BEGIN Page excerpt
For her, the significant number of babies with malnutrition, especially among indigenous and quilombola communities (communities of descendants of slaves who escaped slavery and formed settlements, known as quilombos), is concerning. “The last major national epidemiological study was conducted in 2019, before the pandemic. And it showed that chronic malnutrition in babies up to two years old was increasing. This is a reflection of dismantling policies, but we also need to be vigilant about this form of malnutrition, which declined in the 1980s but has not yet been eradicated”.
Innovative Methodology
Maria Paula Albuquerque was a medical student when she met Professor Ana Lydia Sawaya. A paediatrician and nutritionist, she began working at CREN during her residency. Since then, she has dedicated more than 20 years to the organization. I ask her: what makes CREN such an innovative organization? “Research is important, of course. But we never lose touch with the field, so as not to be disconnected from reality. Reality is the mistress of all things”, she defends.
It is the Unidades Básicas de Saúde (UBS) (‘Primary Healthcare Units’) that refer children for nutritional care. CREN receives referrals from all six health coordination offices in the municipality of São Paulo. “But we don’t wait for the UBS to send the children; we go in search of them through the mobile CREN, which conducts active searches and contacts community leaders”, she warns.
END Page excerpt
BEGIN Given information
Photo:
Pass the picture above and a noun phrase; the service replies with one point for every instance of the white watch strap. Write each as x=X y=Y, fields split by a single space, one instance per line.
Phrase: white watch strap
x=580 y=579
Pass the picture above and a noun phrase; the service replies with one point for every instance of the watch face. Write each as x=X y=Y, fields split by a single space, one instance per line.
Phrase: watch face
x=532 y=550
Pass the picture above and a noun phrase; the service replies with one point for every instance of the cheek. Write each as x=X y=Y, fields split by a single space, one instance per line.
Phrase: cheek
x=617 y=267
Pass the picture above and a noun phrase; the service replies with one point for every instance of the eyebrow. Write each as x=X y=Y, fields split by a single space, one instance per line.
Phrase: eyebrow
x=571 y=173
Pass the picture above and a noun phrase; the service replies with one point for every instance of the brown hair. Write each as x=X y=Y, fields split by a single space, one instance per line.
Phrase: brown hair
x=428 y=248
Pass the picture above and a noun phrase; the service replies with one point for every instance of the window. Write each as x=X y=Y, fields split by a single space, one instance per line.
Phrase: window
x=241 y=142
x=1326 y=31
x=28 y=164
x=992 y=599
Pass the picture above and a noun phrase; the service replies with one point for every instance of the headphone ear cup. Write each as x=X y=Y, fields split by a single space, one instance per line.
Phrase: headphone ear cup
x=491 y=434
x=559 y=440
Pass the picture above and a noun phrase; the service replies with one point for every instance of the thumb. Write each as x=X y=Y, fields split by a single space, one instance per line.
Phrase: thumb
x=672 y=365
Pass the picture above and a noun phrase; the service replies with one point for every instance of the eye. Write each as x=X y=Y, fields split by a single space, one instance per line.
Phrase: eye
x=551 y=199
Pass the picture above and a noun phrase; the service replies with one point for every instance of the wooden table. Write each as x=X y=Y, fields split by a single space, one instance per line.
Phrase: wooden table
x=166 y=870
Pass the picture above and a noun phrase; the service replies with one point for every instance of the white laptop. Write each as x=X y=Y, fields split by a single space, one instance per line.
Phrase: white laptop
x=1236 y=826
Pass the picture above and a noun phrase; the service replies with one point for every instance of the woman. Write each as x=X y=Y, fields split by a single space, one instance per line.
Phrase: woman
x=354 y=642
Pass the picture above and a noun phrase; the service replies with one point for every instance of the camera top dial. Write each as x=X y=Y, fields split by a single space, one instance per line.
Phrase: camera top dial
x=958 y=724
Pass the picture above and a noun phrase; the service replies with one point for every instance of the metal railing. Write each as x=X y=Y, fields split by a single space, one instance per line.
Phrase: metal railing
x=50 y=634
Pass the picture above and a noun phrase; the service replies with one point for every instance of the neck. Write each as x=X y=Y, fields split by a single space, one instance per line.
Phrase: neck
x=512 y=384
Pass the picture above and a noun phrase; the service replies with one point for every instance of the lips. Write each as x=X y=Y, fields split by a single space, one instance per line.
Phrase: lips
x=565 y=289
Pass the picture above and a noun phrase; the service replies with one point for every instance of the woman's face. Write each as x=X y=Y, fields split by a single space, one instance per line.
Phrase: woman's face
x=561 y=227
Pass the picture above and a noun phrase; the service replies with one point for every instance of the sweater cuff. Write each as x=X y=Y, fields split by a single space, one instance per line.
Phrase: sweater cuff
END Given information
**Parts of the exercise**
A. According to the CREN excerpt, in what year was the last major national epidemiological study conducted?
B. List every number that appears in the CREN excerpt, whether written in figures or in words, along with what each one refers to.
C. Carry on the CREN excerpt from the point where it stops.
The data above is separate material and is unrelated to the CREN excerpt.

**Answers for this exercise**
A. 2019

B.
- 2019: the year of the last major national epidemiological study
- two: the age limit of the babies, up to two years old, in whom chronic malnutrition was increasing
- 1980s: the decade in which this form of malnutrition declined
- 20: the more than 20 years Maria Paula Albuquerque has dedicated to the organization
- six: the health coordination offices in the municipality of São Paulo that refer children to CREN

C.
“This is a characteristic of CREN: this persistent focus on reality. We have noticed that the educational profile of mothers, for example, has improved significantly. But why are malnutrition rates still significant? There has been a change in family dynamics, in the mental health of caregivers. What does that caregiver do when they are not well enough to provide care? Especially in early childhood? So that’s one point”, she explains.
“The second point is to consider malnutrition as a systemic problem. Many times, attempts have been made to combat malnutrition with programs like Leve Leite, lectures on breastfeeding and child feeding. But it’s not that simple. It’s a complex, systemic problem. That’s why here we tackle malnutrition from the perspective of holistic development”, she concludes.
Do you want to support this cause?
CREN acts through agreements with the city hall, public calls for proposals, partnerships with companies and institutes, as well as parliamentary amendments. The centre also encourages donations from individuals, through the website and the Nota Fiscal Paulista (‘Paulista Fiscal Receipt’). “This unrestricted funding is important for addressing aspects that are not covered by agreements”, Albuquerque adds.